--- START Page extract ---

RE: Traffic Shaping Buffer.

From: HP-France,ex2 ("SANCHEZ-MONGE,ANTONIO)
Date: Wed Apr 21 2004 - 05:17:54 GMT-3


Hi William,

Shaping takes place BEFORE. The shaping algorithm buffers all the packets
that exceeded the CIR up to the "shape max-buffers" value. The packets that
are within the CIR are scheduled.

If the interface is not congested, the packets are then sent rightaway. If
it is congested, the fair queue algorithm takes place and the "queue limit"
controls how many packets can be buffered by the scheduler.

For example, imagine you want to shape a flow to 64kbps in a T1 interface.
The T1 interface can have its buffers completely free, so "queue limit" will
never kick in. If the real flow for that class is 128kbps, the "shape
max-buffers" will control the packets queued by the shaping engine.

On the other hand, if you configure "bandwidth 1544" for an interface whose
real line rate is 64kbps, you shape a class to 256kbps, and the real traffic
flow for that class is 128kbps, the shaping engine will let all go through,
but the scheduler will have to drop at least 50% of the incoming packets as
soon as "queue limit" kicks in.

Cheers,
Ato.

-----Original Message-----
From: William Chen [mailto:kwchen@netvigator.com]
Sent: miircoles, 21 de abril de 2004 2:47
To: ccielab@groupstudy.com
Subject: Traffic Shaping Buffer.

--- END Page extract ---
--- START Provided data ---

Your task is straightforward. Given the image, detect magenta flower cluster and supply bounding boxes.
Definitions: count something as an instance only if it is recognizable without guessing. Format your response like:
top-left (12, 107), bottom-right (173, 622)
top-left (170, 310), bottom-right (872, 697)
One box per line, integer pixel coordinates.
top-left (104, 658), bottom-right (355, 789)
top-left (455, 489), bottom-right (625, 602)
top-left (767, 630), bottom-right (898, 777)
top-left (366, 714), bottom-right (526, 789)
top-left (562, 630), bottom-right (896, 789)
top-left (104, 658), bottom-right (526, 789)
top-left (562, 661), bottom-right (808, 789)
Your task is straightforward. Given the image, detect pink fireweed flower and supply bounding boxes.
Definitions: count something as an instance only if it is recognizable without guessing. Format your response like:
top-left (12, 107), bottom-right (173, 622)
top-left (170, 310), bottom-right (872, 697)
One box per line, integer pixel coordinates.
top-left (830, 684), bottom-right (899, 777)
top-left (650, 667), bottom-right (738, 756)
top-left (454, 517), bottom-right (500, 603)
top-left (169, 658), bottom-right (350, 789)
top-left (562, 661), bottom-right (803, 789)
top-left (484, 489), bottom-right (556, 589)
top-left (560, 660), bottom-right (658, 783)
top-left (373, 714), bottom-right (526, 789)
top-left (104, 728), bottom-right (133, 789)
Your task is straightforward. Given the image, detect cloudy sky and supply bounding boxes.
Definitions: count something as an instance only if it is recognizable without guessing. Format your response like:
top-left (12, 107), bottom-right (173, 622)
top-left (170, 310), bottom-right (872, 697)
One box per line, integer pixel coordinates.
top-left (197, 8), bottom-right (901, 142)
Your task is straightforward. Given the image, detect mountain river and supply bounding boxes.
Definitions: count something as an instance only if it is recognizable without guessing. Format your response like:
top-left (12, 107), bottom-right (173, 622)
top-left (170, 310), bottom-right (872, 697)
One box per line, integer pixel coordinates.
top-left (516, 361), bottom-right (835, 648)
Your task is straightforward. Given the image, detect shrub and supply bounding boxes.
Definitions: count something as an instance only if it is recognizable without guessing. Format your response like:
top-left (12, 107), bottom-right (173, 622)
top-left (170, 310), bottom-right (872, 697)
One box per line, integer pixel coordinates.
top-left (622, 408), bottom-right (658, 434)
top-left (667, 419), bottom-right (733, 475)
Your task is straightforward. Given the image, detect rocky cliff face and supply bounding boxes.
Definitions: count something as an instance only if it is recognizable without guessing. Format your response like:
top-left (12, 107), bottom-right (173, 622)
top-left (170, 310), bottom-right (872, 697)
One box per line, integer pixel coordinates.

--- END Provided data ---
--- START Provided data ---

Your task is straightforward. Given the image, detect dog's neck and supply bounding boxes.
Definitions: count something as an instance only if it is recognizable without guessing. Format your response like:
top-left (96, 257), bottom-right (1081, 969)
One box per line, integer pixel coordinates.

--- END Provided data ---
--- START Provided data ---

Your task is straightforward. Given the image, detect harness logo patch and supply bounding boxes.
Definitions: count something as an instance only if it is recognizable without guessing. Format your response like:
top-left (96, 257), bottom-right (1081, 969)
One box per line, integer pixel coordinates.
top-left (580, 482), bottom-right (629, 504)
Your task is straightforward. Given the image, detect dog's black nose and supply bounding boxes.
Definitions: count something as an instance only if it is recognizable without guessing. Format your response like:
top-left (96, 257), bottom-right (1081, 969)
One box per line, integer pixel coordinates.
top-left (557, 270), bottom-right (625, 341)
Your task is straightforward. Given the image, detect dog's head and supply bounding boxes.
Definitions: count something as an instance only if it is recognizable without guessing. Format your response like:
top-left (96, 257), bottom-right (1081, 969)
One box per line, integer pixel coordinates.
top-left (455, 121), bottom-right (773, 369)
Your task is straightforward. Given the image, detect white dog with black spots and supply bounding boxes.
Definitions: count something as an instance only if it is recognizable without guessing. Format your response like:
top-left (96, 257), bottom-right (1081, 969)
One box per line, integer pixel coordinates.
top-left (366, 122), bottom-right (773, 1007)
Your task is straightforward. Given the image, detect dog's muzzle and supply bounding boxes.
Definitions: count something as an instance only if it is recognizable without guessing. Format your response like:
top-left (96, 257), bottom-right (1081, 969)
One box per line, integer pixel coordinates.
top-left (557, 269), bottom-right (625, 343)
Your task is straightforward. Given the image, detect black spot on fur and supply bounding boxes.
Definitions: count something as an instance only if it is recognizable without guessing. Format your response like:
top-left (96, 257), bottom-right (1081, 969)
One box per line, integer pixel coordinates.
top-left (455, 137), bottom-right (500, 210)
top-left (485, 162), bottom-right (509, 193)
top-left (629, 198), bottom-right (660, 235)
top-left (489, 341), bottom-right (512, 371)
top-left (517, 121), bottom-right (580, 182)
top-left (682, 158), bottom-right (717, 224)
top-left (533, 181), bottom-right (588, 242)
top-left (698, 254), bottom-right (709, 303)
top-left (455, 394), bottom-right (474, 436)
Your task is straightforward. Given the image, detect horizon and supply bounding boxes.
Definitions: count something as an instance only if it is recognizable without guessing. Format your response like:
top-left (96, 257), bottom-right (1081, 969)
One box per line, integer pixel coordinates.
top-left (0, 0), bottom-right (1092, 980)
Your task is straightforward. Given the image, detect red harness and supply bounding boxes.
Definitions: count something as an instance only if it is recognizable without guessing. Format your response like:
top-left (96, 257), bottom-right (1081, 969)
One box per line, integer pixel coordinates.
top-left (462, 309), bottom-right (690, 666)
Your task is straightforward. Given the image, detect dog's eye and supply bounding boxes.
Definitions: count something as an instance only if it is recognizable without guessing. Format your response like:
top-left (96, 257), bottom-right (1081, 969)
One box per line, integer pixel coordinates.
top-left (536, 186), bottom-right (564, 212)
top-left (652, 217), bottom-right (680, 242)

--- END Provided data ---

Stated task: From the traffic shaping email above the items, copy the passage word for word from "If the interface" to "by the scheduler.".

Result of this exercise:
If the interface is not congested, the packets are then sent rightaway. If
it is congested, the fair queue algorithm takes place and the "queue limit"
controls how many packets can be buffered by the scheduler.